Your task:
For this exercise, output the line containing "Put a point on the horizontal" and every line after it through the end of the records, exactly, and no other line.

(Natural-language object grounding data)
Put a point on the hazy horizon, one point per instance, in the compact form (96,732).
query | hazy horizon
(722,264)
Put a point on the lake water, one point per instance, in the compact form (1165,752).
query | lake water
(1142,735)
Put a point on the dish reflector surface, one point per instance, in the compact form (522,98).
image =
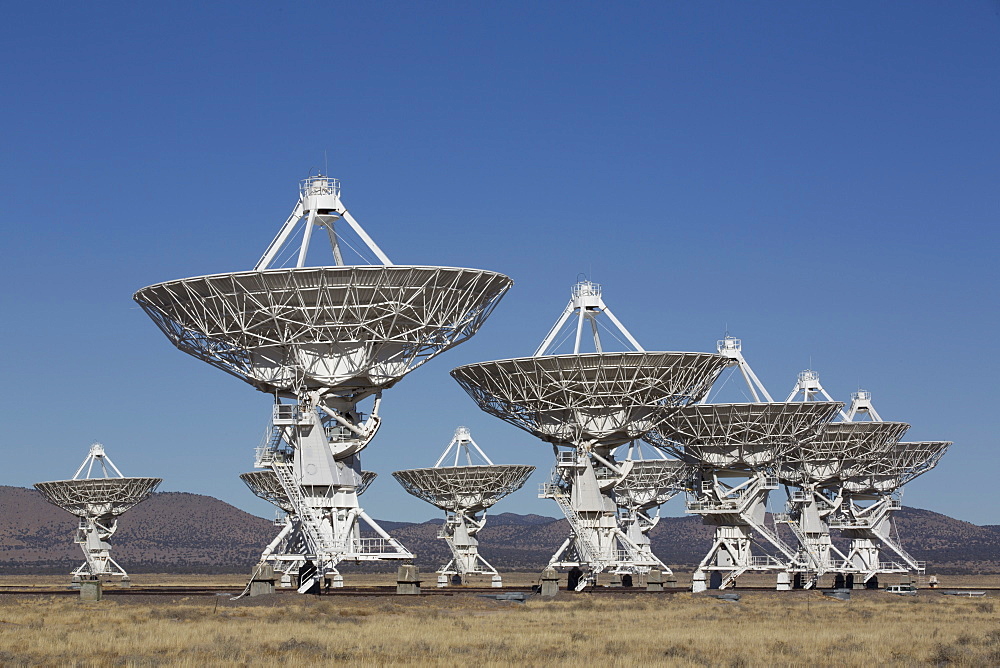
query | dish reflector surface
(610,398)
(361,327)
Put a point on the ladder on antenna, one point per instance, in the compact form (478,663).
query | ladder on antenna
(310,522)
(797,560)
(581,532)
(918,566)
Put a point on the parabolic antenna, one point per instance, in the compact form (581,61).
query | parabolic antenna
(97,502)
(651,482)
(463,492)
(472,488)
(914,458)
(266,485)
(742,435)
(734,449)
(586,405)
(321,340)
(605,398)
(844,450)
(359,328)
(648,484)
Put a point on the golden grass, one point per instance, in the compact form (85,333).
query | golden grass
(791,628)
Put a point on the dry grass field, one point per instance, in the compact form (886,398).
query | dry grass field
(626,629)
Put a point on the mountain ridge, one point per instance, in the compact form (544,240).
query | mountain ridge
(181,532)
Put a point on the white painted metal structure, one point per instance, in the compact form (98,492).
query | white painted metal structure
(586,405)
(464,492)
(289,550)
(648,484)
(321,340)
(98,502)
(737,448)
(873,492)
(734,450)
(846,457)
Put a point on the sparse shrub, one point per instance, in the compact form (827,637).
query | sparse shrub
(943,654)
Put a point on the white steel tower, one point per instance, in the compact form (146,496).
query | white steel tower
(464,492)
(586,405)
(98,502)
(287,553)
(321,340)
(734,450)
(649,483)
(873,493)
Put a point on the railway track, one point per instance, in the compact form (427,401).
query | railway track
(390,591)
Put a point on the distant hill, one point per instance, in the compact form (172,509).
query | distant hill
(190,533)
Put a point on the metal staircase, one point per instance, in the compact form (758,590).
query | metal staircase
(580,533)
(310,522)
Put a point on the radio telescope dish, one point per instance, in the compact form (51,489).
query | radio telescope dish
(915,458)
(469,488)
(651,482)
(608,398)
(589,404)
(742,435)
(266,485)
(648,484)
(463,492)
(97,502)
(842,450)
(321,340)
(359,329)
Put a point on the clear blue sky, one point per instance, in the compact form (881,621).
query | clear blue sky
(820,178)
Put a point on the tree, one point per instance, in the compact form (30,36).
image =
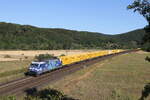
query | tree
(143,7)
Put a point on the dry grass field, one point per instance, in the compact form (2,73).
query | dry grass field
(120,78)
(13,64)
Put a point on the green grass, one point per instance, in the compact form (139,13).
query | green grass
(13,69)
(120,78)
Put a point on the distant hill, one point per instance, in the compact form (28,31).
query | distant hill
(26,37)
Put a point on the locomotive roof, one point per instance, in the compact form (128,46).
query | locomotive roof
(38,62)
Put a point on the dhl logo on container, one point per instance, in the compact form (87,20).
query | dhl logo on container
(83,56)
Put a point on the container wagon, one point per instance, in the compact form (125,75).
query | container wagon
(37,68)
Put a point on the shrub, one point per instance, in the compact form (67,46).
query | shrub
(44,57)
(146,47)
(147,59)
(7,56)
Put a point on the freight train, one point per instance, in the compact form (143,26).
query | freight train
(41,67)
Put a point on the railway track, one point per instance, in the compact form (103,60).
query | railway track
(20,86)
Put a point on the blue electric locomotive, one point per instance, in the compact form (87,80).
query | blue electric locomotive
(37,68)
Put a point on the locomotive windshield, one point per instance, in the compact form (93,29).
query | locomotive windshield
(34,65)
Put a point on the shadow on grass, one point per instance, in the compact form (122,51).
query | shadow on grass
(145,92)
(46,94)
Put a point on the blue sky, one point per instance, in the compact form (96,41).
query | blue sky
(104,16)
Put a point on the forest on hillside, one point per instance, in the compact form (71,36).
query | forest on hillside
(26,37)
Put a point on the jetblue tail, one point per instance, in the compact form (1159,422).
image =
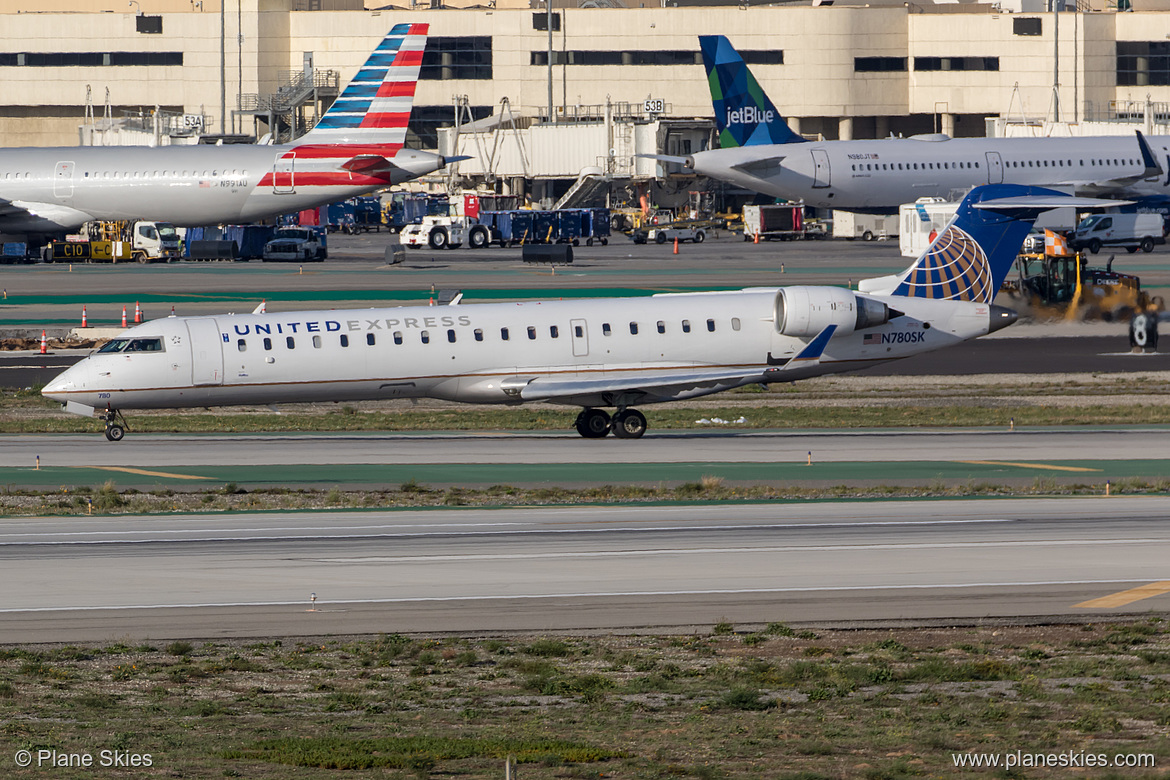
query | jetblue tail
(970,259)
(374,108)
(743,114)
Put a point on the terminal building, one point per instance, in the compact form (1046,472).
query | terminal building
(612,80)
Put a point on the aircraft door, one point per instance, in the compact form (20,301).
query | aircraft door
(283,173)
(62,179)
(995,168)
(206,352)
(579,337)
(820,167)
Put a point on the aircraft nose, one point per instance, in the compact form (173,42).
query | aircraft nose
(67,381)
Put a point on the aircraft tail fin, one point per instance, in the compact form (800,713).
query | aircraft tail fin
(972,255)
(743,114)
(374,108)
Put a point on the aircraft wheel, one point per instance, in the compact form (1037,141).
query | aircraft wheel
(628,423)
(592,423)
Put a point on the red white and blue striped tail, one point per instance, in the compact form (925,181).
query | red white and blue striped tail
(374,108)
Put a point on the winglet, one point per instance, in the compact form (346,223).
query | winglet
(1151,163)
(813,349)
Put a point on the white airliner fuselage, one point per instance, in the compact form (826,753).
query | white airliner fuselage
(879,175)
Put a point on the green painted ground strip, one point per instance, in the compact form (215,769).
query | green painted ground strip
(572,474)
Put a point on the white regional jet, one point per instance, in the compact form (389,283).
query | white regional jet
(604,352)
(355,149)
(759,152)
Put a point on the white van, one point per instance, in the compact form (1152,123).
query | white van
(1133,232)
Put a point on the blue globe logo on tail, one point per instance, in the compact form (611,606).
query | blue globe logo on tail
(954,268)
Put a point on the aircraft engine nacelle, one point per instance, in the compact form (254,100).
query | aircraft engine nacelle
(807,310)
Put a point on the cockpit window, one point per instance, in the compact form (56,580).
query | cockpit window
(115,345)
(145,345)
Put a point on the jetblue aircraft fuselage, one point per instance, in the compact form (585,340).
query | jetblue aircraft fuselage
(879,175)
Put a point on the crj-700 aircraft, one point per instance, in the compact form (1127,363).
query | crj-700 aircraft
(356,147)
(605,352)
(759,152)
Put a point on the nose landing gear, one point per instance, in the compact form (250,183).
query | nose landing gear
(625,423)
(115,432)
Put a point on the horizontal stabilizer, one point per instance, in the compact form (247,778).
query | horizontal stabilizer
(1045,202)
(371,165)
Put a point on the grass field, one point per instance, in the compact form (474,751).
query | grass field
(772,703)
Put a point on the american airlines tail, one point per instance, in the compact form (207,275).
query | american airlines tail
(360,138)
(744,115)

Written reply:
Put a point on the horizontal stabilizer, one point per instance, in the compact form (247,778).
query | horizontal stabilizer
(1045,202)
(371,165)
Put a point on the grass field, one point per instance, in the compact form (474,751).
query | grass field
(772,703)
Put a point on the american airlines tail, one point per instance, in the compact form (207,275).
query | american airlines tail
(360,138)
(744,115)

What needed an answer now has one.